▶ _Consigne_:
Recopiez les lignes depuis le début des enregistrements jusqu'à la ligne contenant « [[10, 235], [328, 285], [81, 188]] » incluse, en remplaçant « pointer » par « locator » sans rien modifier d'autre.

◇ ◇ ◇

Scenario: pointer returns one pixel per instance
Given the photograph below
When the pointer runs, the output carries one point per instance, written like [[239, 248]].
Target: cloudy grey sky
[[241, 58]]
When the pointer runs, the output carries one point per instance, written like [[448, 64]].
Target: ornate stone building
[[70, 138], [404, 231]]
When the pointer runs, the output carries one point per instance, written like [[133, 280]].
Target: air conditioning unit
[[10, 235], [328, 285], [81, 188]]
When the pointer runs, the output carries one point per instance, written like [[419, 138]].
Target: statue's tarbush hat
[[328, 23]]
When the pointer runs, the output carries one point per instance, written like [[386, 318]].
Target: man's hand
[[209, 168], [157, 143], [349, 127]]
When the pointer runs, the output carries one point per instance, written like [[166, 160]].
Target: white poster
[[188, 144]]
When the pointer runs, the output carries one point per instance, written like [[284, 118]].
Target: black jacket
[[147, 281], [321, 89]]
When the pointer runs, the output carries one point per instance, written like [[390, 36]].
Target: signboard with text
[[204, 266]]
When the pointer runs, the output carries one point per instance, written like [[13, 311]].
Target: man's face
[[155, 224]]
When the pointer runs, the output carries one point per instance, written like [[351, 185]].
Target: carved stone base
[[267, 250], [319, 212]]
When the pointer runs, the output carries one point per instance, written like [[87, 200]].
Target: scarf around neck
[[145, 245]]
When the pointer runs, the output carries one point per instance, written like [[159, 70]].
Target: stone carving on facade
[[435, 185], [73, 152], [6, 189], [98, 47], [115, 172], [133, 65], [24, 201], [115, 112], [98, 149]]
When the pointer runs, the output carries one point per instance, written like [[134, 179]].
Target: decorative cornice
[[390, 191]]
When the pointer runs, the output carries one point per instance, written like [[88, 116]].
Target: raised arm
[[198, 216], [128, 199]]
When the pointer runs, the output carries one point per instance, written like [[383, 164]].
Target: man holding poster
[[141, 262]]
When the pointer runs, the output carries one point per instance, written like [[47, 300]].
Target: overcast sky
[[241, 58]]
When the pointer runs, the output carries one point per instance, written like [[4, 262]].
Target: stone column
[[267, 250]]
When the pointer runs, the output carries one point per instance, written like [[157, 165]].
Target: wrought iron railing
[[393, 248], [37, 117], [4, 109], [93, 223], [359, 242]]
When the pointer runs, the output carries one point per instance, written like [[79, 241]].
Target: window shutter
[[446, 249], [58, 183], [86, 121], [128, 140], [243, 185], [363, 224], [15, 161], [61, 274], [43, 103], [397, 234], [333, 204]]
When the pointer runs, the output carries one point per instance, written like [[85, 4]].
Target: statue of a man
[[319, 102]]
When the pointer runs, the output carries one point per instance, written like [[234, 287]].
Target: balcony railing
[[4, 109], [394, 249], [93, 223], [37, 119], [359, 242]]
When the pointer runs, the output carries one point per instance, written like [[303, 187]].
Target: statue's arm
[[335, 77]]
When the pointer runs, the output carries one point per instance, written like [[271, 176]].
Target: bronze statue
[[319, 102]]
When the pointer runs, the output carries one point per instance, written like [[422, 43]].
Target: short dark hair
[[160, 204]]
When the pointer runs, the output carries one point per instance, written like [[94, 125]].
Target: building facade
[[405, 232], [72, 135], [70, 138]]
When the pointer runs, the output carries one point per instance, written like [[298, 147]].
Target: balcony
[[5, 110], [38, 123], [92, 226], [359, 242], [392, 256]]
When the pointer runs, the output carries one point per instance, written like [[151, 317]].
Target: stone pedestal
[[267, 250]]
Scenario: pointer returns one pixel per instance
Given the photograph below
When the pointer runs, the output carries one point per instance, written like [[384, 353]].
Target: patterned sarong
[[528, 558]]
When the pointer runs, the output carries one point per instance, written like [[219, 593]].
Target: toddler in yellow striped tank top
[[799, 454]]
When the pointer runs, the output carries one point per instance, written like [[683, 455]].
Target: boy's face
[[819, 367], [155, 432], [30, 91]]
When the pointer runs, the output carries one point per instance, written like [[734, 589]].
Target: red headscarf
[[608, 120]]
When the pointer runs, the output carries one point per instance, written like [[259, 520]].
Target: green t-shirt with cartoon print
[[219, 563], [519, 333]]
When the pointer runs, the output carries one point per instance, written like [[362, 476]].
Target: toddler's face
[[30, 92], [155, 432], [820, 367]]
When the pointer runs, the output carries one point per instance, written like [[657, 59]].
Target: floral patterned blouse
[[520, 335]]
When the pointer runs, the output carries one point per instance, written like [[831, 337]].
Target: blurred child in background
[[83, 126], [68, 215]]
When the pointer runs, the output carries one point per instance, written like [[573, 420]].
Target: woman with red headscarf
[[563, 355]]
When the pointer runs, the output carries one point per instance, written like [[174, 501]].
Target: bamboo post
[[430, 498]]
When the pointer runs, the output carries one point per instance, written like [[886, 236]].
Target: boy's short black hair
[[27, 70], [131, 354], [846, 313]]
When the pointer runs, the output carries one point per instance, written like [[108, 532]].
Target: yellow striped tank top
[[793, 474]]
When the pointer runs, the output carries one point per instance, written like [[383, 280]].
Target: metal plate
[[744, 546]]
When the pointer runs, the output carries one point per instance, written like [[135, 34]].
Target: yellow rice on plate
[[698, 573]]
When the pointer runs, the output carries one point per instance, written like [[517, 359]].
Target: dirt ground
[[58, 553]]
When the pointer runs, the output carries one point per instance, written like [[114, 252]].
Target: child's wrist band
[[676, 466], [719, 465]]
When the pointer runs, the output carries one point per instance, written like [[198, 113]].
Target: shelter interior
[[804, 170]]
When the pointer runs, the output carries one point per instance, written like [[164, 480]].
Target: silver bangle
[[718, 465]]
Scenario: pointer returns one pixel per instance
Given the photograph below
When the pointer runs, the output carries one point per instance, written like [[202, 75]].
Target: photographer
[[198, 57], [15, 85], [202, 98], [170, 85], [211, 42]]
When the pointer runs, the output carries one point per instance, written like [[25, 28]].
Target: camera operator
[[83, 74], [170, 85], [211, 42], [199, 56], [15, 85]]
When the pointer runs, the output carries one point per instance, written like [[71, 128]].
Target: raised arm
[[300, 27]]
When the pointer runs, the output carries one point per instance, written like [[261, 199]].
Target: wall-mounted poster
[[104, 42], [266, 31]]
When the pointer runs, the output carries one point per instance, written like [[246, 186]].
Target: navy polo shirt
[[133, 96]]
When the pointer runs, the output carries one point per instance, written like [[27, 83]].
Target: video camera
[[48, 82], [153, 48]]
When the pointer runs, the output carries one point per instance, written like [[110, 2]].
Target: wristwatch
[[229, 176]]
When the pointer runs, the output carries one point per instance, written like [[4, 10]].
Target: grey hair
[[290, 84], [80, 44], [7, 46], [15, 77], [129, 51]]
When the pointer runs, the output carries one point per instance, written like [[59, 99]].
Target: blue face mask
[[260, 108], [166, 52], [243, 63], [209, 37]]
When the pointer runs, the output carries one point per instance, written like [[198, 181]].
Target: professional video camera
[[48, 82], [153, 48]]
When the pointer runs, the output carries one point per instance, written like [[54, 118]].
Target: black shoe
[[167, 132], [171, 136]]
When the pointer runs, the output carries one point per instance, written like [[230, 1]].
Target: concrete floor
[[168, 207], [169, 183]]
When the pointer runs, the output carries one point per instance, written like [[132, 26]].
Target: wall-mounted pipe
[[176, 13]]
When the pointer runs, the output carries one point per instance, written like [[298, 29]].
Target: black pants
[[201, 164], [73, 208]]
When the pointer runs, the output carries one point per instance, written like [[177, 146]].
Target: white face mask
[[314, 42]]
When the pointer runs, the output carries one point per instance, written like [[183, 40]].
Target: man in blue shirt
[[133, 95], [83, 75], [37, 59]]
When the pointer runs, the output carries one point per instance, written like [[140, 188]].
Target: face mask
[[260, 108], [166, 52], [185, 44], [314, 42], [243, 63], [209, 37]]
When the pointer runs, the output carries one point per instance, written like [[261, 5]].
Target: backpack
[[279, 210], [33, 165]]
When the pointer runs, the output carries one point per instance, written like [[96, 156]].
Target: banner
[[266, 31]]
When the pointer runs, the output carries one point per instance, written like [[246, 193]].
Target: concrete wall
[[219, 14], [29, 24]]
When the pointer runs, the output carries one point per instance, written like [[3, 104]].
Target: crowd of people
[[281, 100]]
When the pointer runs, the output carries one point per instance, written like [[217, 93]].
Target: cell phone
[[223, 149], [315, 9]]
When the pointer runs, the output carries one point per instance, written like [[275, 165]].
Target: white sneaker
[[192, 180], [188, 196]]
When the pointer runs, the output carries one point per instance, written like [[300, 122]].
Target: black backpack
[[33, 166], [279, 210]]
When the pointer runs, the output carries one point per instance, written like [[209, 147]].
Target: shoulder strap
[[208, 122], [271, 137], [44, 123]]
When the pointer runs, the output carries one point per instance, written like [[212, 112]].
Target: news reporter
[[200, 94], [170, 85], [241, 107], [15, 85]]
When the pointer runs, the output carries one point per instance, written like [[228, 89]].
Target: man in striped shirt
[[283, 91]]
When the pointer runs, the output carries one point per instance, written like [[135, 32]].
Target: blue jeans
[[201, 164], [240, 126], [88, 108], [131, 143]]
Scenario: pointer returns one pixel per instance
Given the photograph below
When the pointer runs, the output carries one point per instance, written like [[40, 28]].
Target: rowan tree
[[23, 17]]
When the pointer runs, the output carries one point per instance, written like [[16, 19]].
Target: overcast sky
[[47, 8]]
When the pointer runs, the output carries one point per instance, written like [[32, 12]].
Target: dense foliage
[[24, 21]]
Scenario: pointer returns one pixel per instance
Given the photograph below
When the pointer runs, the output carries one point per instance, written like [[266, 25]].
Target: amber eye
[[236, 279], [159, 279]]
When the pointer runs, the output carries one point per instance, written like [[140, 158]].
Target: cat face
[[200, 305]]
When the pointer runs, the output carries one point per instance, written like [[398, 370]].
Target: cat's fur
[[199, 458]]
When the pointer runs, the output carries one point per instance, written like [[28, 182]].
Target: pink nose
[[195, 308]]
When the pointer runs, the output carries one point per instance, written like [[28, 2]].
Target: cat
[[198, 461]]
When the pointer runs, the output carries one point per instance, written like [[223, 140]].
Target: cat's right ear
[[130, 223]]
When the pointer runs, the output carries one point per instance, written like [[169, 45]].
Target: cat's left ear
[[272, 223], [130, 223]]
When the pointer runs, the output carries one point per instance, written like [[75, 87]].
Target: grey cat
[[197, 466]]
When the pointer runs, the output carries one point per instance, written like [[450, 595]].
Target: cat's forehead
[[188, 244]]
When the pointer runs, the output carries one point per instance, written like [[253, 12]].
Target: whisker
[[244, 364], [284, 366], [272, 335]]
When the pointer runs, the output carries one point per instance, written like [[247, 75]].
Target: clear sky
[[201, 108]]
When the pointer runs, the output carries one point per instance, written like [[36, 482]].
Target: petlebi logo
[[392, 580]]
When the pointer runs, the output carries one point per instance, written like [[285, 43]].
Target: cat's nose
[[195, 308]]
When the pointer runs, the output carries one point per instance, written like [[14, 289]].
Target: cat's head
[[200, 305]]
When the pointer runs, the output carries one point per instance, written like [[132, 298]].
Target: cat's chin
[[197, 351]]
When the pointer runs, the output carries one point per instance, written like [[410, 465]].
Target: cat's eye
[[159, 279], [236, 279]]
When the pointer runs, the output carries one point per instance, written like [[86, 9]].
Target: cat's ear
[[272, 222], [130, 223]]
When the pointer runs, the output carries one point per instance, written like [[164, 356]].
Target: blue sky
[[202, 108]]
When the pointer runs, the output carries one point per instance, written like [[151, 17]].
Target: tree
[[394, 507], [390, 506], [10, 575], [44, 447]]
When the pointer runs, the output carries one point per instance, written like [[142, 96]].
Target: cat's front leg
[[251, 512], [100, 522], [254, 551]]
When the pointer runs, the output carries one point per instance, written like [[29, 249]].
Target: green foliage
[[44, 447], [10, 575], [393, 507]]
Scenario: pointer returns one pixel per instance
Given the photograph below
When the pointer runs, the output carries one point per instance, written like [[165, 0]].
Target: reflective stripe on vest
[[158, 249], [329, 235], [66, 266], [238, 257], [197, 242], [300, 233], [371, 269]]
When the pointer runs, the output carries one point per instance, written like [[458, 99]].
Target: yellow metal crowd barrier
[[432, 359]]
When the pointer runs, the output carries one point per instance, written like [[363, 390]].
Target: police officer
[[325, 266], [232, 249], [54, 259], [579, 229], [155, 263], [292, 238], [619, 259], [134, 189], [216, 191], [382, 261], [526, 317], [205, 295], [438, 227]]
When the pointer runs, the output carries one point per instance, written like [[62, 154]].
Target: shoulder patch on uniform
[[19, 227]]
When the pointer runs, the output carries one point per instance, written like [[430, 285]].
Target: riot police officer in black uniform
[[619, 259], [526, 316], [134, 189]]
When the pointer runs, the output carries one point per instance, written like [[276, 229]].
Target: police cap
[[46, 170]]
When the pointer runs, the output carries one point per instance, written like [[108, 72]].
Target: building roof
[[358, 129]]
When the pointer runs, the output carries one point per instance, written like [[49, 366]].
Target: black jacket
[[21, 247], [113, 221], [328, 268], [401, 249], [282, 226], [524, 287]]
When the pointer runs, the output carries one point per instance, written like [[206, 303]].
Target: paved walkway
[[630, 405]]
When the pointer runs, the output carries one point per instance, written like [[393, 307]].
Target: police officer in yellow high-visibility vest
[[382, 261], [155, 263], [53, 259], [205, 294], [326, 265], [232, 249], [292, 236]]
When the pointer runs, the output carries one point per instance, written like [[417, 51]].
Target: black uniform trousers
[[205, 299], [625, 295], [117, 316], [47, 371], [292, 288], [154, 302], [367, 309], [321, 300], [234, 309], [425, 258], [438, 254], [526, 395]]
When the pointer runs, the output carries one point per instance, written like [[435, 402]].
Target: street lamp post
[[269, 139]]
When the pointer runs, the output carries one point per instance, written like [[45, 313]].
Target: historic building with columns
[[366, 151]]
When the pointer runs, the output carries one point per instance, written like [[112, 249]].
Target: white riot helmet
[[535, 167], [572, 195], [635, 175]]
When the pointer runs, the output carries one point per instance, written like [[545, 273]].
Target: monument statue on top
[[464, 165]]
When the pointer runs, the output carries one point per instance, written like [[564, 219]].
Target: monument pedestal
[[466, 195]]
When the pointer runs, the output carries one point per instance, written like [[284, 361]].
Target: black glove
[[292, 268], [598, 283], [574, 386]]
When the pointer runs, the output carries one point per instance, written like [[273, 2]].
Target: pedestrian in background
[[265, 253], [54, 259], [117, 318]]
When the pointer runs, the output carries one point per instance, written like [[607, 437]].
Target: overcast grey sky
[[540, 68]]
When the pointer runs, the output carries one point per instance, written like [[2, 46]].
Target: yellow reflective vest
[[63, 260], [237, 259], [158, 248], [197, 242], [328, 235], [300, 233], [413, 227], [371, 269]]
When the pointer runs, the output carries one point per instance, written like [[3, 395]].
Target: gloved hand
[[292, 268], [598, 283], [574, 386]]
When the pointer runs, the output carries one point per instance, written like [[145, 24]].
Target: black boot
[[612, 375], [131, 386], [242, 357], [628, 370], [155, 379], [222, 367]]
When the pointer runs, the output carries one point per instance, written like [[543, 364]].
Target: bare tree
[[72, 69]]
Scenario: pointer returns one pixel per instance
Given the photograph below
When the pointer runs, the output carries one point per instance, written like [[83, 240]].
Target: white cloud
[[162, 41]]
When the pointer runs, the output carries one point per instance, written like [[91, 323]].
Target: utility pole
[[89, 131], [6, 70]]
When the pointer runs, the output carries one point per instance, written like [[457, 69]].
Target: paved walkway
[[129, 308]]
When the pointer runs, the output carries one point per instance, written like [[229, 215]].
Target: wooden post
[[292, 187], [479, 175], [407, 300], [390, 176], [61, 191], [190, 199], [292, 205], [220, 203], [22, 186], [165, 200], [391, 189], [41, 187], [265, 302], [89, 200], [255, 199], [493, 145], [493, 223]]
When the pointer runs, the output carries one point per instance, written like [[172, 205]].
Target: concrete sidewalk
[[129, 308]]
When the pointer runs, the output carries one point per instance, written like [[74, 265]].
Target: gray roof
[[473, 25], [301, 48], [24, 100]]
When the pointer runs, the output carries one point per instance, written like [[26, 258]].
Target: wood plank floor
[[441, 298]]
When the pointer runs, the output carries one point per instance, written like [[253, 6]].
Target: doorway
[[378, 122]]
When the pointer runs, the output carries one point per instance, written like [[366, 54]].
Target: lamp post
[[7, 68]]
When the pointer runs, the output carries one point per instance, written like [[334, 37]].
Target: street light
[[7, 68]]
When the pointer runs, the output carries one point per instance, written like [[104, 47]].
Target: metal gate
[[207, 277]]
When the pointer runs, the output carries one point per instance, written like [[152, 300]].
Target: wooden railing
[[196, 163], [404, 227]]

◇ ◇ ◇

▶ _Corrigé de l'exercice_:
Scenario: locator returns one pixel per instance
Given the photograph below
When the locator runs, the output carries one point per instance, written like [[239, 248]].
Target: cloudy grey sky
[[241, 58]]
When the locator runs, the output carries one point per instance, written like [[448, 64]].
Target: ornate stone building
[[70, 138], [404, 231]]
When the locator runs, the output carries one point per instance, written like [[133, 280]].
Target: air conditioning unit
[[10, 235], [328, 285], [81, 188]]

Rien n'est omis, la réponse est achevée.